--- STUDY MATERIAL ---
—————
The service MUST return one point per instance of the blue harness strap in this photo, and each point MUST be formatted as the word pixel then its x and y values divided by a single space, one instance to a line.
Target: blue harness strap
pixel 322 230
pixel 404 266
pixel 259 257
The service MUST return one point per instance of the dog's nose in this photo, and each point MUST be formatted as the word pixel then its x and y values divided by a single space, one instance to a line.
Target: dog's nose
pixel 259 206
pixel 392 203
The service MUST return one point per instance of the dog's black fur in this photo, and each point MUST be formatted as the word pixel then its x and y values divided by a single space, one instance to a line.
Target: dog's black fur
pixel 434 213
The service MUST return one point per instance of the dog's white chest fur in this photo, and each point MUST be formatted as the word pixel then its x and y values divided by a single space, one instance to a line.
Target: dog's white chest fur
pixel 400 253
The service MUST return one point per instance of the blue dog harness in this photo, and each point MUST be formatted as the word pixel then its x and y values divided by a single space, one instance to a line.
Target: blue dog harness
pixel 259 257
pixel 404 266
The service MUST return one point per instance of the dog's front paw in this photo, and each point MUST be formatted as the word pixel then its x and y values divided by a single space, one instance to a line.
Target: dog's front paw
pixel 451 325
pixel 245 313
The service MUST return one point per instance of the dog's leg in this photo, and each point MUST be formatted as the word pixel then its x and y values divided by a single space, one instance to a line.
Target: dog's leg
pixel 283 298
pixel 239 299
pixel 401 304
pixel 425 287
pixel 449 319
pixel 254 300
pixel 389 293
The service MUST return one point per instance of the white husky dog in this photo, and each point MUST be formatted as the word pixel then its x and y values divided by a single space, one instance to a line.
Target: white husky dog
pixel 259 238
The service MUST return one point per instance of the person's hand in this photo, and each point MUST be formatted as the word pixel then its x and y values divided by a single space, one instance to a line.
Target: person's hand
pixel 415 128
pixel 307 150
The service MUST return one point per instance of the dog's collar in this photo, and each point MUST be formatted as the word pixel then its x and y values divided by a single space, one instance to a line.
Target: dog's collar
—————
--- ACTIVITY ---
Only the lines from the one holding "Target: dog's white chest fur" to the end of the entries above belong in the answer, each copied exactly.

--- ANSWER FOR THIS EXERCISE ---
Target: dog's white chest fur
pixel 400 253
The service MUST return one point per instance of the blue dog harness in this photo, and each point MUST be formatted as the word pixel then its x and y values divided by a single space, one instance to a line.
Target: blue dog harness
pixel 259 257
pixel 404 266
The service MUST return one point per instance of the dog's front paw in this photo, and each point MUST be formatted as the word pixel then its x and y values divided by a single space, one instance to a line.
Target: dog's front paw
pixel 451 325
pixel 245 313
The service MUST return one point per instance of the dog's leg in this photo, and each point MUST be formatted as the word pixel then its x and y values divided by a single space, one instance to a line.
Target: dog's leg
pixel 283 298
pixel 239 299
pixel 401 304
pixel 425 287
pixel 449 319
pixel 254 300
pixel 389 293
The service MUST return one point per instance of the white husky dog in this photo, and each point MUST be formatted as the word pixel then its x and y values divided by a single space, one instance to a line.
Target: white husky dog
pixel 259 238
The service MUST return one point per instance of the person's hand in this photo, and each point MUST be formatted as the word pixel then its x and y values divided by a single space, one instance to a line.
Target: person's hand
pixel 415 128
pixel 307 150
The service MUST return one point per instance of the dog's collar in this photo, and each point MUST be formatted as the word pixel then its x and y values divided by a single space, one instance to a line.
Target: dog's collar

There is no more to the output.